▶ Your goal
Set every entry down again, unchanged, picture-free.

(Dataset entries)
Start of Block

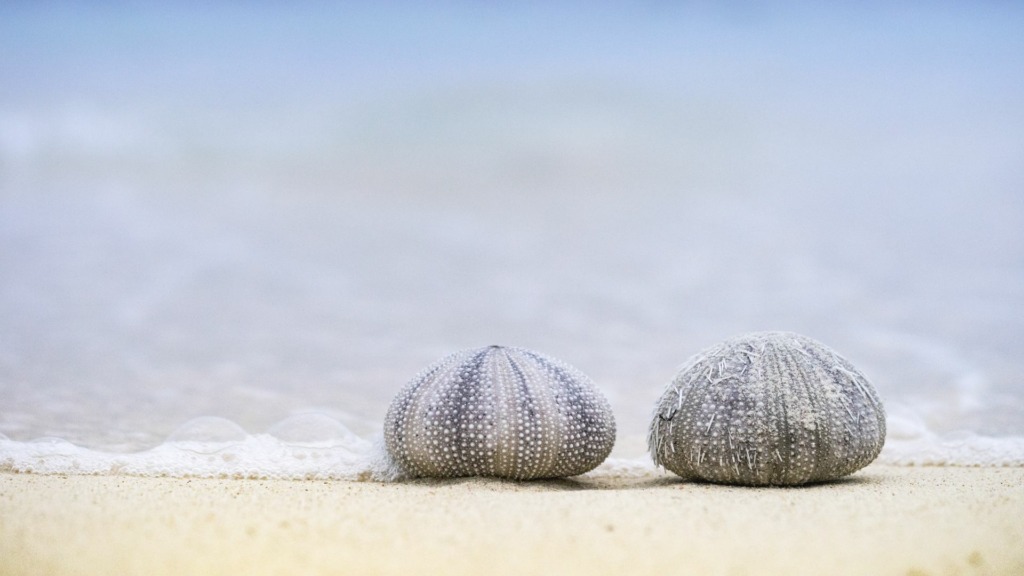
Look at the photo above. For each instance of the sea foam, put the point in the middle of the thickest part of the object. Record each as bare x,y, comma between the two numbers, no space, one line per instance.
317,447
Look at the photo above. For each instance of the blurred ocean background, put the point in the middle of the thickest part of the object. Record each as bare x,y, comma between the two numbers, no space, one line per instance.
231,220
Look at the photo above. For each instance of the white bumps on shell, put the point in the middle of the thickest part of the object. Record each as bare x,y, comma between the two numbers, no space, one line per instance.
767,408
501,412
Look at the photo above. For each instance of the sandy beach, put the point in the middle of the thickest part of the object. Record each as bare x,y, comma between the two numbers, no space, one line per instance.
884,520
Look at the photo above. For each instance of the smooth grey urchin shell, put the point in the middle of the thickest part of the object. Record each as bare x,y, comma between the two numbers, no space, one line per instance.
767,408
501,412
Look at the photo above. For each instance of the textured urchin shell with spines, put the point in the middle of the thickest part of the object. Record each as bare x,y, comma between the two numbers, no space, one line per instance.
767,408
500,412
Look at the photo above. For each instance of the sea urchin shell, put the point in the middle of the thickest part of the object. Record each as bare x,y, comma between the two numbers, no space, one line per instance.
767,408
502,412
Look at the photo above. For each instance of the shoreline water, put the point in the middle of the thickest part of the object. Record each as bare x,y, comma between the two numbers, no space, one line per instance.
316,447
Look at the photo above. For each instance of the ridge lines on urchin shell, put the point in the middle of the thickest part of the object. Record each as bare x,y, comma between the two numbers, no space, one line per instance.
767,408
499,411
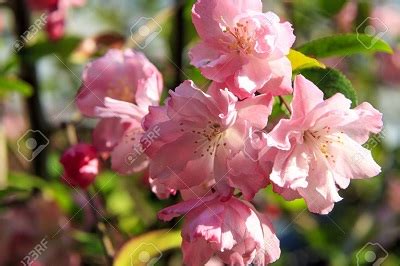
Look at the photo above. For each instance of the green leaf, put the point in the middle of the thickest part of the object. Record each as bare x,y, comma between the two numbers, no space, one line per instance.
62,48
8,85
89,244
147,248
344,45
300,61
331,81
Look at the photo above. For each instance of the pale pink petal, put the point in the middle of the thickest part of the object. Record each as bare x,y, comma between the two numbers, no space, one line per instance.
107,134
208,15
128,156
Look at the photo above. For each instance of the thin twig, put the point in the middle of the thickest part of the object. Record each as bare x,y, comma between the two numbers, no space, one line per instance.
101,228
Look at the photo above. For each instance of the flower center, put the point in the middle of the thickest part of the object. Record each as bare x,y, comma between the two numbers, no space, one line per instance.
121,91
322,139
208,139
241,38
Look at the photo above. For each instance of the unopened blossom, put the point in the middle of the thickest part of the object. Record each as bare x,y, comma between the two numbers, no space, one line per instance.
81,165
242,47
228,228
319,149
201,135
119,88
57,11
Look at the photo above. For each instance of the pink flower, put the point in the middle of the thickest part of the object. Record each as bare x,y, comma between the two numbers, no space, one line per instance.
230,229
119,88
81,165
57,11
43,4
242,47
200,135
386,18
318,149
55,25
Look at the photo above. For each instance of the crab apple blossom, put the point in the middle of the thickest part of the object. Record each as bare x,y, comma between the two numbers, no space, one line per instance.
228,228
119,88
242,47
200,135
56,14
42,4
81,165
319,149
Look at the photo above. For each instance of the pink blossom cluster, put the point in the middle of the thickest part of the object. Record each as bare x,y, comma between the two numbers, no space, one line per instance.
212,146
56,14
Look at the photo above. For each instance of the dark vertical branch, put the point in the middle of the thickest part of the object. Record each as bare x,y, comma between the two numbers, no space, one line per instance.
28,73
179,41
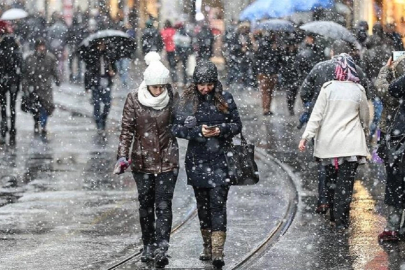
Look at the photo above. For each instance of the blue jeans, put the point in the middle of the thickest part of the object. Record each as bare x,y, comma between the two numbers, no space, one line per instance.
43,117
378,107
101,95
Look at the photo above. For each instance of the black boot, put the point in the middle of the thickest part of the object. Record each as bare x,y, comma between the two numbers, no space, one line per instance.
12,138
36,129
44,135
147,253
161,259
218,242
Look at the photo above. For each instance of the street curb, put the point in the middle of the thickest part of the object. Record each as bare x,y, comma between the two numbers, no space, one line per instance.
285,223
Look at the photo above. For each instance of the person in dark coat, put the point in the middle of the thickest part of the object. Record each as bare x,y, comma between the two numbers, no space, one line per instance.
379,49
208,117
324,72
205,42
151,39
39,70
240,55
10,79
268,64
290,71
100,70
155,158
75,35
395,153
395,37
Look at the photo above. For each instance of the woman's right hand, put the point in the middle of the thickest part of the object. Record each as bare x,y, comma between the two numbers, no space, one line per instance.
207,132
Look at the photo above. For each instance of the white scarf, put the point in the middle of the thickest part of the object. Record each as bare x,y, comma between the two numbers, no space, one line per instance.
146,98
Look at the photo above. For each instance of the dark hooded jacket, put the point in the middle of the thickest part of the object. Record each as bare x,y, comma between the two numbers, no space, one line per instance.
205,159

End of Block

▶ Expected answer
Look at the photo above. For each instance of the sea foam, put the point in the middle of the thickest part of the object. Record each as bare x,y, comma between the two numbers, no space, one line per instance.
317,447
Look at the photo above. For each instance of the blurred ocean background, put the point in the middle of the thickest part of the object. Record each as bare x,y, comma between the two numbers, no space, one line per instance.
231,220
Look at the photo above. For each instance of the white bumps on shell, put the point in the middle of the thickest part of the object. Record each as bare x,y, comma between the two numbers, no space, one line per instance.
767,408
501,412
Look at the photo above. For each instance of the sandy beach, put the point in the middle of the thickest part of the object. Record each as bare x,y, comma between the two numbers, no space, one line per instance.
884,520
Look at the photo above. For each instance of the smooth grey urchin shell, put the point in the middle of the thickest part of the object. Record each as bare x,y, comma between the two numbers, no space, one line per instance.
767,408
501,412
Look at the photo above. For each instance of the textured urchin shell with spines, put the point in the middle of the thickest part of the object. Record each as bare x,y, comma between the two numbers, no space, one line per instance.
767,408
500,412
Look at the photo above. For each instance of the sea urchin shell, put the point in the middle of the thickest part of the object. Record each as bare x,y, comma between the two numbers, no space, one line per instance.
767,408
502,412
Look at the photo above. For each instance of the shoreline water, put the point in the middle of the thickest part of the object. Record each as bare x,y, comma between the two numbers, no space, one line per instance.
316,447
Look at the photo above. For each instance of the ridge lines on urchin shell, put the point in the middle of the thickest part of the object. Record each as bare x,y, comma between the two numbers, no space, one line per instance.
767,408
499,411
Look at the photo above. For each instance of the green leaf, put the point in the middle of the thickest part of the object. Record each as bare x,y, comma between the two numbers, no space, one line per instance.
62,48
8,85
89,244
147,248
344,45
300,61
331,81
Look at the photo above. For each instance of the pale pink petal, put the point in the middle of the thickest part of the object. Record each as bare x,y, comma between the two numbers, no space, one line per instance.
107,134
208,15
128,156
Look at the photo above. For each instance of the thin twig, put the point in the middle of the thickest part of the object. Record each as bare x,y, comma between the two numbers, no space, one line per instance.
101,228
Look at the photo above. For each instance of the flower center, put the point in the middle of the thickest part of the object. Record each as bare x,y, comma between the two numbers, no space, one line per instance.
121,91
322,139
208,139
241,38
Look at the photo above. For each instance of the unopened blossom, put the point in the middle of the thickest part of the object. Record each as bare x,y, comma between the two numbers, no space, one line per instance.
81,165
242,47
228,228
319,149
201,135
119,88
57,11
Look at the photo above. For each instance of the pink flower, put the point in the middle of the thickest part of the object. Record each as bare x,y, comma between the two numbers, no space, one line per instance.
230,229
119,88
81,165
57,11
43,4
242,47
200,135
386,18
318,149
55,25
Look at the photo above. For each instance of the crab apple blossom, put the point in the middle of the thickest part of the object. Record each as bare x,y, comma between the two numbers, no space, one line per instance.
228,228
119,88
242,47
200,135
56,14
42,4
81,165
319,149
Look at the photo above. For each instance of the pink blossom cluster, put the point in the middle of the thickest part of the object. Record each as bare x,y, comma between the two numbers, no space, one line per instance.
212,146
56,14
Look at the photo above. For each instance of the dark vertical branch, put the point in the middle of the thickest part of the object. Record each as bare x,y, comma between the two numbers, no space, one line per instance.
28,73
179,41
Look at the photo above. For each instance of the blue jeans, put the point in the middle of the thickest part of the object. Record each as bare x,y, comma between the two numbers, no space, one line per instance.
43,117
378,107
101,95
Look at the photo above. For each instance of the black boot, put the point in the middle of the thickest part of the object. Record each as bare x,y, comma between the two numbers, no space, one line per instance.
12,138
36,129
44,135
147,253
161,259
218,242
Look at the photo above. For each instance of the street curb, put the point in the middle of the thickest part of the object. Record each as bare x,y, comma between the two numbers, no space, one line per instance.
285,223
Look at the photo above. For each instance of the person in dark coat, put the point in the middle of the thickest part of the object. Record each as bare x,y, comma between the two numbers, no space, one line per instance.
379,49
208,117
324,72
205,42
151,39
39,70
240,55
10,79
268,64
290,71
100,70
155,158
75,35
395,153
395,37
Look at the photo above. For each instance of the woman's right hand, put the point in the middle of the thickest part of the object. Record each as bare x,y, comma between the two numbers, no space, one line per instance.
207,132
Look at the photo above. For each instance of the white scarf, put the point in the middle of the thickest part of the object. Record each as bare x,y, comma between the two numbers, no space, one line per instance.
146,98
Look at the photo above. For each instance of the dark hooded jacket, put the point in the middle of the thickest part of the object. Record each as bare x,y, comma between the two numbers, no space, one line per instance.
205,159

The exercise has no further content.